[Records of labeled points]
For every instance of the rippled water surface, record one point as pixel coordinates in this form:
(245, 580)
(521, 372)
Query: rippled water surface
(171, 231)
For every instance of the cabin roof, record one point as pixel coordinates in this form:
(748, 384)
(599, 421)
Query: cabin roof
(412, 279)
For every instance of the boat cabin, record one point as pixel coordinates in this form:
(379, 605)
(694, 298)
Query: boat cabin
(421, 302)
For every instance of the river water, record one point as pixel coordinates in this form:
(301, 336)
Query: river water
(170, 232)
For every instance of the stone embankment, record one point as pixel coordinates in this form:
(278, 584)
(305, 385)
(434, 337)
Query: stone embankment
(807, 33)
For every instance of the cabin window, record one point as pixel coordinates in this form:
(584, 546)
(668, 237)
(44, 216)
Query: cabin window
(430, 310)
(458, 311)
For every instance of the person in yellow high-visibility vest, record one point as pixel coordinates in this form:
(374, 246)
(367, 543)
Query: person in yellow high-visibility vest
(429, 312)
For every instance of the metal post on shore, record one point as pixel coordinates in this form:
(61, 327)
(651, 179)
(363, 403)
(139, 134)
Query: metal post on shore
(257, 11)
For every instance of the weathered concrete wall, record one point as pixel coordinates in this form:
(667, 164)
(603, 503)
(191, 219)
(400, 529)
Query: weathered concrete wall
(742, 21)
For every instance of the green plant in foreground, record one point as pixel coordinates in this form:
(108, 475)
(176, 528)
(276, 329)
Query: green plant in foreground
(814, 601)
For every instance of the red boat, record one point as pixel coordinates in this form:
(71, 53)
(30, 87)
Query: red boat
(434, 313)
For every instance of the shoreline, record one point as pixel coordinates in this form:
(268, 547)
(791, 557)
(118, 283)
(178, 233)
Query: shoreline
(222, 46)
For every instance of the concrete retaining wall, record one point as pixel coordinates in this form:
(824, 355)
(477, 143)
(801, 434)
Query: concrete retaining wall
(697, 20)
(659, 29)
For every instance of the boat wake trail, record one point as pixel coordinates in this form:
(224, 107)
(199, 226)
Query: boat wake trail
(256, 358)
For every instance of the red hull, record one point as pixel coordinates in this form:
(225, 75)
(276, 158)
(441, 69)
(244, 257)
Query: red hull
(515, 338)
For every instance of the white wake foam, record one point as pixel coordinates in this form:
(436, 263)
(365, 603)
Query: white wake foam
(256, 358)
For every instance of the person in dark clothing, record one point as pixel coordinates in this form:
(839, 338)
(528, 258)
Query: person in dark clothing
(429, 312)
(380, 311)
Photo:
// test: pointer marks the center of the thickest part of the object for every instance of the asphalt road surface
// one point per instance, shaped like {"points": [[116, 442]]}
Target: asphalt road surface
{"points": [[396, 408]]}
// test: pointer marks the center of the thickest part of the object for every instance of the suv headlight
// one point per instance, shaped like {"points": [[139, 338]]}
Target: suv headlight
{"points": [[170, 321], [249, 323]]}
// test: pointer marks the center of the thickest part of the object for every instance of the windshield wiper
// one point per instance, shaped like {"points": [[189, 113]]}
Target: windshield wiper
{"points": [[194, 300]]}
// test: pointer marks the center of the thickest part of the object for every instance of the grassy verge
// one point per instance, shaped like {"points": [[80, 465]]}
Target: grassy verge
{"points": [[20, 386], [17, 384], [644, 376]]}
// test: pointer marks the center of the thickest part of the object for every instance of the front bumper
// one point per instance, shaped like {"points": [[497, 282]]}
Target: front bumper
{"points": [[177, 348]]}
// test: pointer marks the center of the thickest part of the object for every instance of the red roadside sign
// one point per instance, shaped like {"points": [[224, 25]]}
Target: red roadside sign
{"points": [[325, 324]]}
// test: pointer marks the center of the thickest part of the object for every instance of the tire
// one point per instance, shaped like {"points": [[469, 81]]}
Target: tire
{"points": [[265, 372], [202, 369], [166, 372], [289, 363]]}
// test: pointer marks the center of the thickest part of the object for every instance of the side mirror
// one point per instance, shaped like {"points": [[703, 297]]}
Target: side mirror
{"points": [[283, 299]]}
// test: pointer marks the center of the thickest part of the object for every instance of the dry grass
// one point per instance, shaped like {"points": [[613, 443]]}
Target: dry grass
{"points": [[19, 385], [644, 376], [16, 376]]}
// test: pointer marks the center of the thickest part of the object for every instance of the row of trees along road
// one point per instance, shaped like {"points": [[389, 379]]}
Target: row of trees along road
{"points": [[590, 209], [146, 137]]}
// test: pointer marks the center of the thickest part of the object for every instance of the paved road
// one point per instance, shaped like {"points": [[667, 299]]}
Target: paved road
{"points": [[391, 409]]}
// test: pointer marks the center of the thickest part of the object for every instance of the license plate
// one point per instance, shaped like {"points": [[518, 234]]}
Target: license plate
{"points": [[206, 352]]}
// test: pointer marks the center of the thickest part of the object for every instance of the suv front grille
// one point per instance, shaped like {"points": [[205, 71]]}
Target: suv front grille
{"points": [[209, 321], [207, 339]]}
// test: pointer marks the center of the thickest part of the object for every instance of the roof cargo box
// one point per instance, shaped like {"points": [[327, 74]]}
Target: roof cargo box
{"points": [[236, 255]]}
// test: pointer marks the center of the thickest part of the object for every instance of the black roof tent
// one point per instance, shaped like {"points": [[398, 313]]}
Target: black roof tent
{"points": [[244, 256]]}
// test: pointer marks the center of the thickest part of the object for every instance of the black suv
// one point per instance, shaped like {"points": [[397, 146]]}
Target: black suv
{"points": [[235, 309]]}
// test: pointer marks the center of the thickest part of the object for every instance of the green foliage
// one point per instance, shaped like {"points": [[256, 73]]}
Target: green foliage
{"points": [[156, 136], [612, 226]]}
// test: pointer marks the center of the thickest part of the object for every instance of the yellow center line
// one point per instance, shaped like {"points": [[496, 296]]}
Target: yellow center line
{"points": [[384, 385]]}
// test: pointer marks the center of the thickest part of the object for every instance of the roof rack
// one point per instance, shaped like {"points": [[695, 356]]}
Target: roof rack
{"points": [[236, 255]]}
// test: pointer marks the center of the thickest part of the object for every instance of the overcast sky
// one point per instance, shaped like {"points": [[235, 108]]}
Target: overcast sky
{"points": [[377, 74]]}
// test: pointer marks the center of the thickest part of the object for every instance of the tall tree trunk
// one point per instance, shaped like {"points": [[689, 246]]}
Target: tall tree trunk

## [Task instructions]
Copy each record from above exactly, and include every line.

## [Full output]
For every instance of the rippled water surface, record one point as pixel coordinates in this form:
(245, 580)
(521, 372)
Query: rippled water surface
(171, 231)
For every instance of the cabin roof, record one point as pixel coordinates in this form:
(748, 384)
(599, 421)
Query: cabin roof
(412, 279)
For every instance of the boat cabin, record one point as pixel coordinates in this form:
(379, 605)
(694, 298)
Query: boat cabin
(421, 302)
For every instance of the river water, record one point as pixel coordinates in this form:
(301, 336)
Query: river water
(170, 232)
For every instance of the stone embankment, record one point as pixel coordinates in this form:
(278, 584)
(305, 385)
(434, 337)
Query: stone embankment
(807, 33)
For every instance of the cabin window, record one point as pixel coordinates in this form:
(584, 546)
(668, 237)
(44, 216)
Query: cabin window
(430, 310)
(458, 311)
For every instance of the person in yellow high-visibility vest, record one point as pixel coordinates in this form:
(374, 246)
(367, 543)
Query: person in yellow high-visibility vest
(429, 312)
For every instance of the metal post on shore, record one point as pixel coordinates in this form:
(61, 327)
(651, 179)
(363, 403)
(139, 134)
Query: metal post on shore
(257, 11)
For every instance of the weathered concrete wall, record one point as pixel coordinates in this form:
(667, 164)
(603, 503)
(191, 219)
(400, 529)
Query: weathered concrete wall
(742, 21)
For every instance of the green plant in foreground, record one point as pixel coordinates in this form:
(108, 475)
(176, 528)
(276, 329)
Query: green plant in foreground
(814, 601)
For every instance of the red boat, record one point as pixel coordinates in this form:
(71, 53)
(30, 87)
Query: red boat
(434, 313)
For every instance of the shoreline, record one point as pixel coordinates in this form:
(268, 547)
(791, 557)
(118, 283)
(178, 233)
Query: shoreline
(222, 46)
For every instance of the concrete retaining wall, record one point as pixel coordinates in this form:
(824, 355)
(477, 143)
(801, 434)
Query: concrete retaining wall
(697, 20)
(659, 29)
For every instance of the boat wake trail, record one point as pixel coordinates in this form:
(224, 107)
(199, 226)
Query: boat wake trail
(256, 358)
For every instance of the red hull, record one point as pixel coordinates in this form:
(225, 75)
(276, 158)
(441, 69)
(244, 257)
Query: red hull
(515, 338)
For every instance of the white wake foam, record one point as pixel coordinates in this form:
(436, 263)
(365, 603)
Query: white wake foam
(256, 358)
For every instance of the person in dark clothing, record one point as pixel coordinates in this form:
(839, 338)
(528, 258)
Query: person in dark clothing
(429, 312)
(380, 311)
Photo:
// test: pointer marks the center of the thickest part of the object for every instance of the asphalt road surface
// one point per instance, shaped like {"points": [[116, 442]]}
Target: asphalt road surface
{"points": [[396, 408]]}
// test: pointer marks the center of the thickest part of the object for every instance of the suv headlight
// one point per instance, shaped like {"points": [[139, 338]]}
Target: suv headlight
{"points": [[170, 321], [249, 323]]}
// test: pointer marks the center of the thickest part of the object for every instance of the windshield wiper
// one point per instance, shaped like {"points": [[189, 113]]}
Target: windshield wiper
{"points": [[194, 300]]}
// test: pointer marks the center of the thickest part of the object for every instance of the grassy verge
// one point per instance, shaped like {"points": [[80, 465]]}
Target: grassy verge
{"points": [[20, 386], [17, 384], [644, 376]]}
// test: pointer marks the center of the thickest part of the object for every instance of the front bumper
// one point per instance, shaped like {"points": [[497, 282]]}
Target: front bumper
{"points": [[177, 348]]}
// test: pointer marks the center of the thickest part of the object for every instance of the red roadside sign
// one point per instance, shaped like {"points": [[224, 25]]}
Target: red roadside sign
{"points": [[325, 324]]}
// test: pointer marks the center of the thickest part of the object for every instance of the tire
// one point per instance, shaped like {"points": [[469, 81]]}
Target: tire
{"points": [[265, 372], [202, 369], [166, 372], [289, 363]]}
// test: pointer marks the center of the thickest part of the object for every instance of the side mirror
// one point per instance, shaped like {"points": [[703, 297]]}
Target: side mirror
{"points": [[283, 299]]}
// test: pointer marks the center of the thickest part of the object for every instance of the dry grass
// one point per instance, shaped like {"points": [[613, 443]]}
Target: dry grass
{"points": [[19, 385], [644, 376], [16, 376]]}
// test: pointer marks the center of the thickest part of the object for every instance of the row of trees along road
// one point per instance, shaped like {"points": [[389, 379]]}
Target: row of trees along road
{"points": [[590, 209], [146, 137]]}
// test: pointer marks the center of the thickest part of the object for every instance of the paved road
// one point per instance, shaped like {"points": [[667, 299]]}
Target: paved road
{"points": [[391, 409]]}
// test: pointer marks the center of the thickest part of the object for every instance of the license plate
// one point per instance, shaped like {"points": [[518, 234]]}
Target: license plate
{"points": [[206, 352]]}
// test: pointer marks the center of the thickest part of the object for every instance of the suv front grille
// one point per instance, shaped like {"points": [[205, 71]]}
Target: suv front grille
{"points": [[209, 321], [207, 339]]}
// test: pointer marks the center of the thickest part of the object for every instance of the roof cargo box
// one point per instance, shaped like {"points": [[327, 74]]}
Target: roof cargo box
{"points": [[236, 255]]}
// test: pointer marks the center of the thickest part of the object for every instance of the black roof tent
// one point per instance, shaped like {"points": [[398, 313]]}
Target: black roof tent
{"points": [[244, 256]]}
// test: pointer marks the center of the thickest part of the object for every instance of the black suv
// one point per instance, shaped like {"points": [[397, 146]]}
Target: black suv
{"points": [[235, 309]]}
// test: pointer marks the center of the thickest part of the object for every instance of the green foliage
// one point per instance, shaped like {"points": [[256, 73]]}
Target: green foliage
{"points": [[156, 136], [612, 226]]}
// test: pointer marks the center of the thickest part of the object for every instance of the yellow center line
// one point per instance, shaped like {"points": [[496, 296]]}
Target: yellow center line
{"points": [[384, 385]]}
// test: pointer marks the center of the thickest part of the object for every instance of the roof rack
// one point per instance, shaped like {"points": [[695, 356]]}
Target: roof rack
{"points": [[236, 255]]}
// test: pointer marks the center of the thickest part of the object for every instance of the overcast sky
// one point per instance, shaped like {"points": [[235, 108]]}
Target: overcast sky
{"points": [[377, 74]]}
// test: pointer marks the center of the thickest part of the object for every instance of the tall tree trunk
// one point per instance, shaped like {"points": [[689, 246]]}
Target: tall tree trunk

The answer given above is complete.